RECORD SET:

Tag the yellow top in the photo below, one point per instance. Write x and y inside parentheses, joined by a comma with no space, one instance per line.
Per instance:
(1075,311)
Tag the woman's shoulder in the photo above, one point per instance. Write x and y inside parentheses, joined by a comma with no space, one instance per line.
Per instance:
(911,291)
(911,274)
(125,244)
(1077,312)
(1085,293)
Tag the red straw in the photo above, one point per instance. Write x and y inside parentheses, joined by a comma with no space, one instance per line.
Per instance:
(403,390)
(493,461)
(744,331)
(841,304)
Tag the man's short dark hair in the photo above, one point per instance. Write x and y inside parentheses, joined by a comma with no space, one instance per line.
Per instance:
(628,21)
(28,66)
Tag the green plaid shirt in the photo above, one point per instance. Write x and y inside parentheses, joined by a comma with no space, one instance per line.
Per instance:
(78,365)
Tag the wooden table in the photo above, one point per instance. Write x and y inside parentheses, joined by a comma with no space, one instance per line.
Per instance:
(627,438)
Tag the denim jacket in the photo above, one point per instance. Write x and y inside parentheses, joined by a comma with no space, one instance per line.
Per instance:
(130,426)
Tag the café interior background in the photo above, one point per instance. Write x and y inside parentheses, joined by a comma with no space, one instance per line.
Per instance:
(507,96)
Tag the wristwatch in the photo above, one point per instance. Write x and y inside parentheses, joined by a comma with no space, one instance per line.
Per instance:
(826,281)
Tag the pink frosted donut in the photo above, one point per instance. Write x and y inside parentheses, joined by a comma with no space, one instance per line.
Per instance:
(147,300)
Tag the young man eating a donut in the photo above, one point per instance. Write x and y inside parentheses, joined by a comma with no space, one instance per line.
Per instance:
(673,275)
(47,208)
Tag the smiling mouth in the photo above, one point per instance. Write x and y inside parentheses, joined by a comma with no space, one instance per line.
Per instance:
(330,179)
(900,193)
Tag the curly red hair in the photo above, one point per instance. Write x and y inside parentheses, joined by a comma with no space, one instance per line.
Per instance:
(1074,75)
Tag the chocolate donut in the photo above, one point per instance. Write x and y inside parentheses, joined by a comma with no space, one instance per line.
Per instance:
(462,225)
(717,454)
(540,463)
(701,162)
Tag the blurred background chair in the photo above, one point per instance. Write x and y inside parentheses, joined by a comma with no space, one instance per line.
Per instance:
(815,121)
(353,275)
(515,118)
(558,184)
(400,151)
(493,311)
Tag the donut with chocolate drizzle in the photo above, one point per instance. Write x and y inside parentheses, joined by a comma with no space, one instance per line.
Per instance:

EXERCISE: The expected output is every line from the material above where "donut" can be found.

EXPECTED ANSWER:
Tag the pink frosted donut in the photo above, one point per instance. Write x and y inside parentheses, joined by a comma with no space, one instance per line.
Tag the young man eating a donut in the photo above, one point per instance. Write x and y inside parentheses, joined by a comma with no space, one instance per line.
Tag the chocolate donut in the photo above, one point per instance. Write x and y inside parentheses, joined by a comma with no space, one instance per line.
Tag the donut with chocolate drizzle in the photo above, one point per instance. Write x and y inside parentheses, joined by a comma with no space, one instance per line.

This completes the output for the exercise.